Projects
Sim-2-real DRL Controller Design for FCEV with Terrain Preview (Apr 2025 – Now)
This project focuses on developing a deep reinforcement learning–based controller that leverages terrain preview to optimize fuel‐cell and battery usage in fuel cell electric vehicles (FCEVs). The goal is to reduce hydrogen consumption while maintaining battery SOC within safe operating limits.
- Developed a DDPG-based control policy that uses terrain preview to proactively balance fuel-cell and battery power, minimizing hydrogen consumption while keeping battery SOC within safe limits.
- Generated H₂-vs-SOC maps across standard drive cycles and real-world conditions to guide training and validate against hardware-in-the-loop tests.
- Early results show a 10–15% reduction in hydrogen use versus no-preview strategies; ongoing work focuses on transferring the learned policy from simulation to a prototype testbed.
^^^^
_What to do_
a - According to the project description, what reduction in hydrogen use do early results show compared with no-preview strategies?
b - Duplicate the project description from "This project focuses" up to and including "a prototype testbed.".
c - Go on with the project description from where it stops.

(Records from a data collection)
^^^^
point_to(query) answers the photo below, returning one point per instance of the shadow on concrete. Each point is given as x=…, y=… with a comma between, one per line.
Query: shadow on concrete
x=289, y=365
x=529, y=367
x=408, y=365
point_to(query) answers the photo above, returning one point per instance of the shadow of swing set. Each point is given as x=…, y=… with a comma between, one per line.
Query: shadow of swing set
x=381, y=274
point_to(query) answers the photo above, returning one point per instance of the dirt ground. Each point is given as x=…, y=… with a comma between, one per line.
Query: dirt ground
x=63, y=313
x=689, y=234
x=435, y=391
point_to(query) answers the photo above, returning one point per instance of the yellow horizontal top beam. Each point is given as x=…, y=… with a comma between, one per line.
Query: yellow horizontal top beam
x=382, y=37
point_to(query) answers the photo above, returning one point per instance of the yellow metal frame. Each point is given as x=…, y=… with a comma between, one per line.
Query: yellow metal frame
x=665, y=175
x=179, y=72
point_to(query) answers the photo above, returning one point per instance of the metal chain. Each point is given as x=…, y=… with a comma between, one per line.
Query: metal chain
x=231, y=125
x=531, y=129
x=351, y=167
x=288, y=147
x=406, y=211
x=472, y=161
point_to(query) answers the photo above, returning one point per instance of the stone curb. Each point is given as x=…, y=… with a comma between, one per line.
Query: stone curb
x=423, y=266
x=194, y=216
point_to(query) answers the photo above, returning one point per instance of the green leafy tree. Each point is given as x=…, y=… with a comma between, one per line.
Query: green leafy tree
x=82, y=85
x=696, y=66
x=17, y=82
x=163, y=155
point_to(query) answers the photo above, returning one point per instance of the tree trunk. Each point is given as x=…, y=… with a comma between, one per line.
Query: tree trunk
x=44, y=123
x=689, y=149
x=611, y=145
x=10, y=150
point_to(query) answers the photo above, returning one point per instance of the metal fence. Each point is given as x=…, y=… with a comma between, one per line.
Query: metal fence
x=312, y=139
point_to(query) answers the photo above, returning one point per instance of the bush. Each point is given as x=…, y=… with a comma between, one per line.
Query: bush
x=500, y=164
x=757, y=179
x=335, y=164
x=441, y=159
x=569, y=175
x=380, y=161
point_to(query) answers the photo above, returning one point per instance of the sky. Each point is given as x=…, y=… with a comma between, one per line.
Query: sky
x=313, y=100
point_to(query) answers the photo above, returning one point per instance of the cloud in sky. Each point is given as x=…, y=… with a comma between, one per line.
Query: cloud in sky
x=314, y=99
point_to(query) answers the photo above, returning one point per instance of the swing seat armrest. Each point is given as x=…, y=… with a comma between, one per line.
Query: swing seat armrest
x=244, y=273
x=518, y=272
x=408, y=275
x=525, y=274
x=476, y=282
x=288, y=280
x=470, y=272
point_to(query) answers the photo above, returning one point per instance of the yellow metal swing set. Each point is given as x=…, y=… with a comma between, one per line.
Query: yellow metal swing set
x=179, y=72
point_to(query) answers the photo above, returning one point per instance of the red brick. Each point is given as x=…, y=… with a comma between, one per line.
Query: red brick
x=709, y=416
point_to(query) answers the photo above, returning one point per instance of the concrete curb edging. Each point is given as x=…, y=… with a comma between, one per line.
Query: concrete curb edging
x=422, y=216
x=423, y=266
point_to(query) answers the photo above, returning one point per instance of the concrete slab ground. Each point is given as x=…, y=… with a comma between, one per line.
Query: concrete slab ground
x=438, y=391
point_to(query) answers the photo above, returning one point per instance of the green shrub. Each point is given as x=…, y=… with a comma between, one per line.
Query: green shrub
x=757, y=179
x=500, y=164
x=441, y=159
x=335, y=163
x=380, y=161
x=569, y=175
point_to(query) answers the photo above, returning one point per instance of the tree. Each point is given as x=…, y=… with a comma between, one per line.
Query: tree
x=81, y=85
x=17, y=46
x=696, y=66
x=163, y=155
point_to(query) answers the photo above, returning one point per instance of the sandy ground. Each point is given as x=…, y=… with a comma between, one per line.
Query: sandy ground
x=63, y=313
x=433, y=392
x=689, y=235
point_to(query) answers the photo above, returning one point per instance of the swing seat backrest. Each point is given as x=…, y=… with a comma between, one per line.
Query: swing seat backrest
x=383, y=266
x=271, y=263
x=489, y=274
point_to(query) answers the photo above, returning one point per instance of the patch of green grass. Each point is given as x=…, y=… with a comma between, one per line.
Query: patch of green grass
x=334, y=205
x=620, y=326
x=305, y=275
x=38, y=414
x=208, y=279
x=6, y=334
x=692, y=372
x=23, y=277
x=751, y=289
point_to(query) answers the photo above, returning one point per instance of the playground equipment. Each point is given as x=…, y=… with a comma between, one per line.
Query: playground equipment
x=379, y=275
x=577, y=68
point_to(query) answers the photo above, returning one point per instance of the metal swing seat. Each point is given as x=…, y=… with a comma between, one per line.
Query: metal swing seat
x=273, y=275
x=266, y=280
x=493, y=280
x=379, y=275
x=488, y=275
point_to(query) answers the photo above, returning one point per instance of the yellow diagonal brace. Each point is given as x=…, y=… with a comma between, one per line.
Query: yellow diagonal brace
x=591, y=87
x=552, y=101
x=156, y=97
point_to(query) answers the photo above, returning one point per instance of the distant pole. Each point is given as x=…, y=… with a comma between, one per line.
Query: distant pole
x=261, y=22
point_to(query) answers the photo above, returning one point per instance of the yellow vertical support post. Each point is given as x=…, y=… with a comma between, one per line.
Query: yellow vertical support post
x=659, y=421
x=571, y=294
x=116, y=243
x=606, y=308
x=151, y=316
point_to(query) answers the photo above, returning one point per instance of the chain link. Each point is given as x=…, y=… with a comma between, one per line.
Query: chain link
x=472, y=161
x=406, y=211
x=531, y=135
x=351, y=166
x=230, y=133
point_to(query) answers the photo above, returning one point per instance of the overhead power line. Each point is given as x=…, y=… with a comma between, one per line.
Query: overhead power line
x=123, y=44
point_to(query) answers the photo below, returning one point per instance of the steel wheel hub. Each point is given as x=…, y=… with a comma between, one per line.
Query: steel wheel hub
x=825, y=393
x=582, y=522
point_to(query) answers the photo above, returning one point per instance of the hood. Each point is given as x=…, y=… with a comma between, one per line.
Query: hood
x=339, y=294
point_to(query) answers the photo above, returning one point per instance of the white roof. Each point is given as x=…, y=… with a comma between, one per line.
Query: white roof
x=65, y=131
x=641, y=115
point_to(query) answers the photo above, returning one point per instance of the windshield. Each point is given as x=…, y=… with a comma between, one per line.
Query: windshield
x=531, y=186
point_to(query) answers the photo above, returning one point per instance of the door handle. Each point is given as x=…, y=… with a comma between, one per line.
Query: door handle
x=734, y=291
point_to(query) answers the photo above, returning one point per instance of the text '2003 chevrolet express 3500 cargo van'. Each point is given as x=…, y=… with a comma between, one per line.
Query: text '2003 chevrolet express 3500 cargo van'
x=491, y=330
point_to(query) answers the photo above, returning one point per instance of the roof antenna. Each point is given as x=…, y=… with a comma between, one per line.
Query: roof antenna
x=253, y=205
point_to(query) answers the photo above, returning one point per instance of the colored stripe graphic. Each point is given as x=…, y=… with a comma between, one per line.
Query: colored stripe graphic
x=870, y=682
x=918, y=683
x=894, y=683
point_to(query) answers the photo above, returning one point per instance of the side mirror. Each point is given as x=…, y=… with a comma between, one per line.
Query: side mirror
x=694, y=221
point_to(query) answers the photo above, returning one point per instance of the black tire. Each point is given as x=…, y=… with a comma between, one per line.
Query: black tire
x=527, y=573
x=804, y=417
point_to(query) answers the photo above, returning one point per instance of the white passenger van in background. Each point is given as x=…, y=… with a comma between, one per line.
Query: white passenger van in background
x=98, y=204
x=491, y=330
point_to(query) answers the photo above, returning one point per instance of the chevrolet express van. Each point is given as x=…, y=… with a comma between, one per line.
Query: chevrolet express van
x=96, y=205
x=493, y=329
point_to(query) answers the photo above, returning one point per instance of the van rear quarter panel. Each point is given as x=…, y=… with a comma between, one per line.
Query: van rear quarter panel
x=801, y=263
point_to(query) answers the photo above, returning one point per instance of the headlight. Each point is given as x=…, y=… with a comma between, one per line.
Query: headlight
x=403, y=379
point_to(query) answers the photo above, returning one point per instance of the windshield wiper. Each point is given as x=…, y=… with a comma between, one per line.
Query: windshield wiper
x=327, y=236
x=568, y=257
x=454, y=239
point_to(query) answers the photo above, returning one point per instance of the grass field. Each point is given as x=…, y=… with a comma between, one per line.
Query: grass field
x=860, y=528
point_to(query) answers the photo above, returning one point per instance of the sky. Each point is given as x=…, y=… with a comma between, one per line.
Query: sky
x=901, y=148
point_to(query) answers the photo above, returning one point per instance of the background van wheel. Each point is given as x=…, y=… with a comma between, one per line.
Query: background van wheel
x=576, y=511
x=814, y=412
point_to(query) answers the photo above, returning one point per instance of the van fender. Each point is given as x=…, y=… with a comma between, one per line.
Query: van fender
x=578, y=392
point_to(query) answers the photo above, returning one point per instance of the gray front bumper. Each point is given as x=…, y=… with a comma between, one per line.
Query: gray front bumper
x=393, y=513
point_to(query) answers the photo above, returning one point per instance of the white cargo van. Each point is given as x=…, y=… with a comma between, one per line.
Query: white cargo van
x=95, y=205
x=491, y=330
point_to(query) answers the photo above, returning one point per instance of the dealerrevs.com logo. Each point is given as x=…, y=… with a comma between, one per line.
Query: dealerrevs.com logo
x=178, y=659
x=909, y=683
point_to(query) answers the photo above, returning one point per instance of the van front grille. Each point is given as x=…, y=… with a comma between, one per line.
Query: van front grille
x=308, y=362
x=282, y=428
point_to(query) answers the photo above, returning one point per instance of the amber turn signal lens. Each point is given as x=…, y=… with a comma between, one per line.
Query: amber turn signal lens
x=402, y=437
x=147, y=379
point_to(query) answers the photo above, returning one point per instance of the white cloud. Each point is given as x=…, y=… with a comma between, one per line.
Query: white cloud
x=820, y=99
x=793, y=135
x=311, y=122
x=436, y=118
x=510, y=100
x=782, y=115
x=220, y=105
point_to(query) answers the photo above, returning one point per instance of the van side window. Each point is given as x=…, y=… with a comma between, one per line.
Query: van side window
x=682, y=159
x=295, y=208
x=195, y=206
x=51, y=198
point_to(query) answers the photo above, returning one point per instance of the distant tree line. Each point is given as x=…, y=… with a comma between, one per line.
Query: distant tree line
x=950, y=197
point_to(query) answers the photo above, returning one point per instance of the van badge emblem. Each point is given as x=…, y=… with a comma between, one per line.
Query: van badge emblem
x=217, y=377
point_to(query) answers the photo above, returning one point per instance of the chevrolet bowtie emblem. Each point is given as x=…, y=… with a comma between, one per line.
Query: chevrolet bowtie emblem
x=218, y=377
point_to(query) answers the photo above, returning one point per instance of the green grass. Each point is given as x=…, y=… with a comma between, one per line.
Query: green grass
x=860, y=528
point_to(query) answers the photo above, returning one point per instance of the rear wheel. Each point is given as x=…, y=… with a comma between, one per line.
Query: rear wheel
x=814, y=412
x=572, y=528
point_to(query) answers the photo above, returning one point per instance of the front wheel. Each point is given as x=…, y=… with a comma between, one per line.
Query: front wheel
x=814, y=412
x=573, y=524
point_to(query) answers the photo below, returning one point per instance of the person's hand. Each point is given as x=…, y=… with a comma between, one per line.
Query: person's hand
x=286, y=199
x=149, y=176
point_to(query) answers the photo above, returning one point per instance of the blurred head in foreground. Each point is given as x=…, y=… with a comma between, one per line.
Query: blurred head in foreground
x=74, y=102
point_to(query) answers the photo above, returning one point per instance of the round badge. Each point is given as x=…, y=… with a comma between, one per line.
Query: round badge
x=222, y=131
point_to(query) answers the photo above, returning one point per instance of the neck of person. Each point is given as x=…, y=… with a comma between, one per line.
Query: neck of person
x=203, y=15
^^^^
_Task results_
a - A 10–15% reduction.

b -
This project focuses on developing a deep reinforcement learning–based controller that leverages terrain preview to optimize fuel‐cell and battery usage in fuel cell electric vehicles (FCEVs). The goal is to reduce hydrogen consumption while maintaining battery SOC within safe operating limits.
- Developed a DDPG-based control policy that uses terrain preview to proactively balance fuel-cell and battery power, minimizing hydrogen consumption while keeping battery SOC within safe limits.
- Generated H₂-vs-SOC maps across standard drive cycles and real-world conditions to guide training and validate against hardware-in-the-loop tests.
- Early results show a 10–15% reduction in hydrogen use versus no-preview strategies; ongoing work focuses on transferring the learned policy from simulation to a prototype testbed.

c -
PI-emulating MPC controller design for Wave Energy Converters (WECs) (Jun 2022 – Apr 2025)
Efficient control is critical for maximizing energy capture from ocean waves. This project explores a feedback-tuned Model Predictive Control (MPC) framework for WECs, using LMI-based tuning for optimal performance.
- Developed a linear feedback controller and used impedance matching for gain optimization.
- Designed a constrained pseudo-PI/MPC controller, reaching < 1 % tracking error and PID-like DC gain via linear-matrix-inequality (LMI) tuning.
- Integrated an LSTM sea-state predictor for real-time gain scheduling, boosting captured power under changing wave conditions.
Linear PTO for tractor-trailer suspension system (Jan 2023 – Jun 2024)
As part of my recent work, I have focused on the development of a Linear PTO for a tractor-trailer suspension system. One of the key challenges in this project was understanding the relative movement between the Chassis and Cab of a Class 8 Commercial Tractor. To address this, I demonstrated and formulated the relative movement to better understand the system and optimize the energy extraction process. Key contributions are:
- Built a hardware prototype linear generator; measured ~80 % energy-conversion ratio across representative road profiles.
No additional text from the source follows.